[THE TASK]: Search the data below for the string "water". Extract every line that contains it.
>>
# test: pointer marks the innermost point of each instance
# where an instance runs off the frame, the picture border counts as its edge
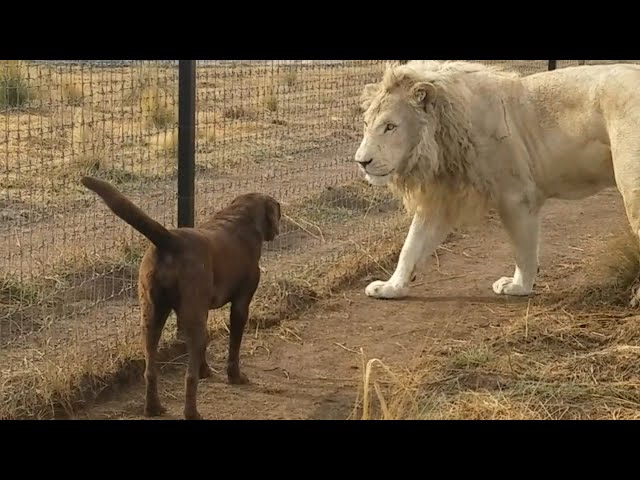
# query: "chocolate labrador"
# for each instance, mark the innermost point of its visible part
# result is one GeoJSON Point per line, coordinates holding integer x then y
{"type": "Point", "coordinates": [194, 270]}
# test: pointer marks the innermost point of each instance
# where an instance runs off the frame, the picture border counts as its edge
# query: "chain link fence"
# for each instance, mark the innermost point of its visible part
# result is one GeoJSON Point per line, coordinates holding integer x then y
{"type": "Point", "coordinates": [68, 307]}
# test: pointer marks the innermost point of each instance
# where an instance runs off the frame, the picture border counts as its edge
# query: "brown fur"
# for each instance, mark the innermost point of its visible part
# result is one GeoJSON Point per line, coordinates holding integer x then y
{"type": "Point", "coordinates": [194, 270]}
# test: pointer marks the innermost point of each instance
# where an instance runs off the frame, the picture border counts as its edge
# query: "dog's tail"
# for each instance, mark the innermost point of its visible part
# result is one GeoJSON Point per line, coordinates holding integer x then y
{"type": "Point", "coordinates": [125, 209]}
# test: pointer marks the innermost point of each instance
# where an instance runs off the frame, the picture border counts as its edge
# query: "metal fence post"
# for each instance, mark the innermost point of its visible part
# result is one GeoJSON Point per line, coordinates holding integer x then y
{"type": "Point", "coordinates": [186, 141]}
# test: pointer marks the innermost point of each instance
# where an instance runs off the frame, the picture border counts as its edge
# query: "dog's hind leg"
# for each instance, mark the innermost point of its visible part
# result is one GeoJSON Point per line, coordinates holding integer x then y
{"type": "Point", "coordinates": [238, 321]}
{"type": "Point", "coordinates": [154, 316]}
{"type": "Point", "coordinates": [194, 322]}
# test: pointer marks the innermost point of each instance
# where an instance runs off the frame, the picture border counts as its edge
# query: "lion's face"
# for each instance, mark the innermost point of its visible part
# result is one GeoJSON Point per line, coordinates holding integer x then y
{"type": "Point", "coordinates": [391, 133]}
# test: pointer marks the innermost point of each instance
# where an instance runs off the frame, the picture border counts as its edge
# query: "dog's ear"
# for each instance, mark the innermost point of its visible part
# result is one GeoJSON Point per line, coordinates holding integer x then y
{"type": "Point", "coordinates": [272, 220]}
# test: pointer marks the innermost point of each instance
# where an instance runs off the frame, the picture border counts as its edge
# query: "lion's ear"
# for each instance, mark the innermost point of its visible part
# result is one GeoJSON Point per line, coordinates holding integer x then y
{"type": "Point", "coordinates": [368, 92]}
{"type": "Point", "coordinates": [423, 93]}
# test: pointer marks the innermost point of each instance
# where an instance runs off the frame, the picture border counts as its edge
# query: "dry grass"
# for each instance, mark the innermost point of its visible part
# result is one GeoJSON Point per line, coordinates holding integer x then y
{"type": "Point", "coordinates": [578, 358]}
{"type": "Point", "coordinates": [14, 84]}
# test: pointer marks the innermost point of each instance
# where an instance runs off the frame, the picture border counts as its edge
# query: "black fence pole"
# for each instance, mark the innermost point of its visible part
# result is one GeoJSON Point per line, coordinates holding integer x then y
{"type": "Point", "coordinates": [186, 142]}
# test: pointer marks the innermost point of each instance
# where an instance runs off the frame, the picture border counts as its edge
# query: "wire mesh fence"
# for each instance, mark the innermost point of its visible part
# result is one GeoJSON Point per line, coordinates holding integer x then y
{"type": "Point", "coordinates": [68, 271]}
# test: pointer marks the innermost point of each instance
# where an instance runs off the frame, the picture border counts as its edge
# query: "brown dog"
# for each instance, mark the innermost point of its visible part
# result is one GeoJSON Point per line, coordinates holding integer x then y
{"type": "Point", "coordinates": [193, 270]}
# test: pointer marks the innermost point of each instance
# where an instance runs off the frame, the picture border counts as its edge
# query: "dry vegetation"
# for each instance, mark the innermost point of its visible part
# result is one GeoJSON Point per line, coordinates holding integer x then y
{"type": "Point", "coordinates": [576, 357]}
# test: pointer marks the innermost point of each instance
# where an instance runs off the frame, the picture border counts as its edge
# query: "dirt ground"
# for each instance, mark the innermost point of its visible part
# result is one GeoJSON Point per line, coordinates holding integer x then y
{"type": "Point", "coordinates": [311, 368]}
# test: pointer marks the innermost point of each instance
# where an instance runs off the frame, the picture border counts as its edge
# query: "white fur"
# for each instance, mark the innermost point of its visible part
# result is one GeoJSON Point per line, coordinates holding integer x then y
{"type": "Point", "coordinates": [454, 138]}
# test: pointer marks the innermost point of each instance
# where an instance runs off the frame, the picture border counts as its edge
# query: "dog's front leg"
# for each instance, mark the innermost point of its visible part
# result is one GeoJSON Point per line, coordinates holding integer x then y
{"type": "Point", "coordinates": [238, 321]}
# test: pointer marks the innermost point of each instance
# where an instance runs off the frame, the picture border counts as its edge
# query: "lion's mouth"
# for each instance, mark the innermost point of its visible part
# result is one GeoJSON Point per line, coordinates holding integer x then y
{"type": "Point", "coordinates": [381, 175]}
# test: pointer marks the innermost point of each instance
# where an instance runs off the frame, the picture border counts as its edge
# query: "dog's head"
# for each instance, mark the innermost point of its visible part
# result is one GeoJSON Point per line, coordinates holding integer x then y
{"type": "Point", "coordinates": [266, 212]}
<<
>>
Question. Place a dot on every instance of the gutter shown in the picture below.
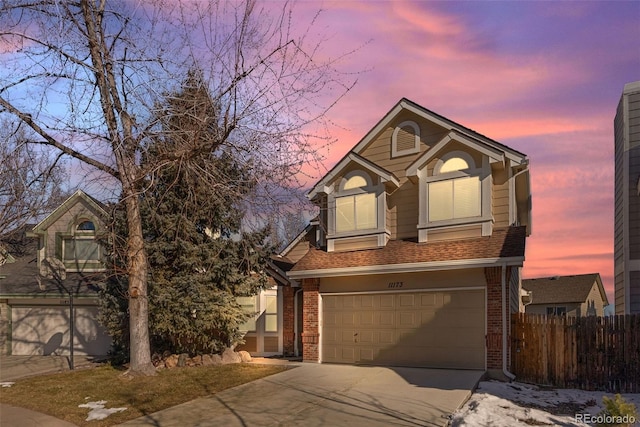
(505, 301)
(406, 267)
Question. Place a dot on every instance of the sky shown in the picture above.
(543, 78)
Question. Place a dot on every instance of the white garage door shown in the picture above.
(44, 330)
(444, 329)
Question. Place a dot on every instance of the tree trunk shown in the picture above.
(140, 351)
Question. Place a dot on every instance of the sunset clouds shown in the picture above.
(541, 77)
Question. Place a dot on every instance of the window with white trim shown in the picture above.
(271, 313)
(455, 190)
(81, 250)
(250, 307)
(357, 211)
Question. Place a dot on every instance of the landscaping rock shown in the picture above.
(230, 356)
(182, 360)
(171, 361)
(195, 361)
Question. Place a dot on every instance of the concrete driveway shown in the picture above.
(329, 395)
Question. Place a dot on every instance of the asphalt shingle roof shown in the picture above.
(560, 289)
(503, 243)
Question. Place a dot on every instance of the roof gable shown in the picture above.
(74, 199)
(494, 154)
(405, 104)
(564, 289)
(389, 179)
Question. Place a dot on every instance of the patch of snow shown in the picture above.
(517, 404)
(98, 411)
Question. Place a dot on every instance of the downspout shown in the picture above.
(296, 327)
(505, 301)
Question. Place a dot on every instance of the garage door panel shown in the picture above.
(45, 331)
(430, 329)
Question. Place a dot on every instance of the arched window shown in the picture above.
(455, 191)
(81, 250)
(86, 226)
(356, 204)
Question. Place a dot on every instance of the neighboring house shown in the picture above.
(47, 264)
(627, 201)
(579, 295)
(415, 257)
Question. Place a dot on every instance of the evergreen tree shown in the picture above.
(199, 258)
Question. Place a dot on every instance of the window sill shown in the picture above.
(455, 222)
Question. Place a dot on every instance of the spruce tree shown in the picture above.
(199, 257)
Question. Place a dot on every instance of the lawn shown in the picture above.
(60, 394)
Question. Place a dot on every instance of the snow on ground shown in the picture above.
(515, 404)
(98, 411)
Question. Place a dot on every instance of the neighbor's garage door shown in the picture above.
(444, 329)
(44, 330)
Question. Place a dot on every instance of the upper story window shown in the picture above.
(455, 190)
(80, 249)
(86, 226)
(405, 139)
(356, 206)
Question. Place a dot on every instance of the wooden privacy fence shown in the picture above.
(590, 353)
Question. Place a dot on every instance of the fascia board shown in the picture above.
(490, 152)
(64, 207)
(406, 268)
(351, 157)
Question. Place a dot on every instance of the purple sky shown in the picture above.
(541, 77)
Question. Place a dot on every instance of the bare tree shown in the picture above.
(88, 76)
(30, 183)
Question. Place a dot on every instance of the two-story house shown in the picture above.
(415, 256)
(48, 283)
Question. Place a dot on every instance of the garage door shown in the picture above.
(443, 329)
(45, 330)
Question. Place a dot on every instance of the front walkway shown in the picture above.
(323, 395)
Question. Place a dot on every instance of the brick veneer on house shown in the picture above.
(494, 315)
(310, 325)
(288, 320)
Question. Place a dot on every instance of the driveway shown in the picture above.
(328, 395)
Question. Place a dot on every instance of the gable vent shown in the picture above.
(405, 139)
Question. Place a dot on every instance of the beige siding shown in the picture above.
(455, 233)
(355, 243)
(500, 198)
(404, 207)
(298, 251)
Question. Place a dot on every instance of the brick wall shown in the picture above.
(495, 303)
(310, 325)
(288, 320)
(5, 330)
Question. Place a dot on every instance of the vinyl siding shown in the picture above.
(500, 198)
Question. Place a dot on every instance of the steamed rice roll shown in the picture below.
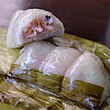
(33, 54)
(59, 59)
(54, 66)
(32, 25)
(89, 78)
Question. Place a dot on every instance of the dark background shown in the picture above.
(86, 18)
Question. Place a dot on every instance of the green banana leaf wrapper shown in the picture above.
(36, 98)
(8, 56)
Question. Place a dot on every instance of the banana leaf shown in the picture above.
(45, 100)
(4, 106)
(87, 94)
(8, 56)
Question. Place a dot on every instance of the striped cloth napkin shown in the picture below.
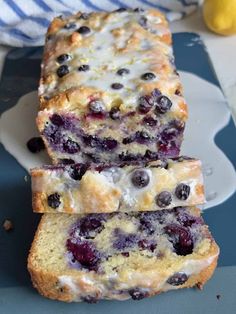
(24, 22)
<<
>>
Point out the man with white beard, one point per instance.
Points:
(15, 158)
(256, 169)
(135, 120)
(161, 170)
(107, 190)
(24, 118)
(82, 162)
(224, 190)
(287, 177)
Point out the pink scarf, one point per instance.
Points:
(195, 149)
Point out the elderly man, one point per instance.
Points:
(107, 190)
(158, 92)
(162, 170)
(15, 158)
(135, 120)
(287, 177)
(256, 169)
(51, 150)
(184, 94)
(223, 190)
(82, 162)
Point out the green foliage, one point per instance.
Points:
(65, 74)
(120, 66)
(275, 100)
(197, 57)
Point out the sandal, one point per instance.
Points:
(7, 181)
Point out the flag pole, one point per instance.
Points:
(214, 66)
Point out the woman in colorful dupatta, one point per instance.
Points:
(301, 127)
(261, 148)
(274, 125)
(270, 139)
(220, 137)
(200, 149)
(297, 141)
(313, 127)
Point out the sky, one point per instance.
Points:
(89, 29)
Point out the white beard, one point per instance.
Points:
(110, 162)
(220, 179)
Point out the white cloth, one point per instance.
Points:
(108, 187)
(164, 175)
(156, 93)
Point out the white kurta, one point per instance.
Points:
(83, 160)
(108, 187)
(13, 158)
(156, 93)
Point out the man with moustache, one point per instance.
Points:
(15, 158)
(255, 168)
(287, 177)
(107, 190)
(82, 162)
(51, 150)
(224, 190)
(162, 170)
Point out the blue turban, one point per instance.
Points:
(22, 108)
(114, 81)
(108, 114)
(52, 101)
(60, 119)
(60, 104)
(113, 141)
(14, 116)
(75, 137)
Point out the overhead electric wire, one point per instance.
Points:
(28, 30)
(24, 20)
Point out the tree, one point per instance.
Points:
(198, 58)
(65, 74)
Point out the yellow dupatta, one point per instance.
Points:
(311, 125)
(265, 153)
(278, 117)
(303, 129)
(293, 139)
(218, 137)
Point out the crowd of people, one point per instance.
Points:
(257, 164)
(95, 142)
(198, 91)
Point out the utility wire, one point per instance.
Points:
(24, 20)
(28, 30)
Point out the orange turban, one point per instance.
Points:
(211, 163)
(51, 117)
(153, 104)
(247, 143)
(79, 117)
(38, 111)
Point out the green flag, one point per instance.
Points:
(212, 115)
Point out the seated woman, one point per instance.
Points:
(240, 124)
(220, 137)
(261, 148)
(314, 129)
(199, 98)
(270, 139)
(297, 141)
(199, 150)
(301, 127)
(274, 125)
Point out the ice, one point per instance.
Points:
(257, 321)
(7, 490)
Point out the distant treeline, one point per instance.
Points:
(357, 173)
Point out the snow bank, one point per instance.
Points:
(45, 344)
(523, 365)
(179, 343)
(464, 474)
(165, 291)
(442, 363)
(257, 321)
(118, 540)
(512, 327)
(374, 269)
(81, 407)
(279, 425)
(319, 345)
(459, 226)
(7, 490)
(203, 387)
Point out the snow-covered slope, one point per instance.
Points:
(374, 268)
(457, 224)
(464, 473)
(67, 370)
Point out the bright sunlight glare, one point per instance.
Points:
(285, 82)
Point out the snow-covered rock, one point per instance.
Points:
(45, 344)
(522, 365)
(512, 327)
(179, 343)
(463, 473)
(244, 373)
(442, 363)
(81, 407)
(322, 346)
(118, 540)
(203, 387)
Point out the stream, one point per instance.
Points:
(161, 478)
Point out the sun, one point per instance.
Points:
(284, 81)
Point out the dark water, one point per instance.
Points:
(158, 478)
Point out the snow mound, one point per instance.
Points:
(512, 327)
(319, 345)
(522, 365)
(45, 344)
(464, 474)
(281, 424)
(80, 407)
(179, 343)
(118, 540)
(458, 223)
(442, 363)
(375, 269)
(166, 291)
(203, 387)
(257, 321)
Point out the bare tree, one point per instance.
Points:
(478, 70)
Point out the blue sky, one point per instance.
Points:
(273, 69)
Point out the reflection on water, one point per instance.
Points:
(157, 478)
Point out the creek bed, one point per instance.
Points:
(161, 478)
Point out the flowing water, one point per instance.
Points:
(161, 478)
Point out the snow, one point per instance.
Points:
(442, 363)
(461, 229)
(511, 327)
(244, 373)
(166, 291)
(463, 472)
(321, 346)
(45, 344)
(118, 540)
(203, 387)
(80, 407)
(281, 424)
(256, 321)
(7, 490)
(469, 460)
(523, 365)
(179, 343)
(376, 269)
<<
[RESULT]:
Point out the dark water, one point per instance.
Point out the reflection on water, one point per instance.
Point out the flowing water, one point per instance.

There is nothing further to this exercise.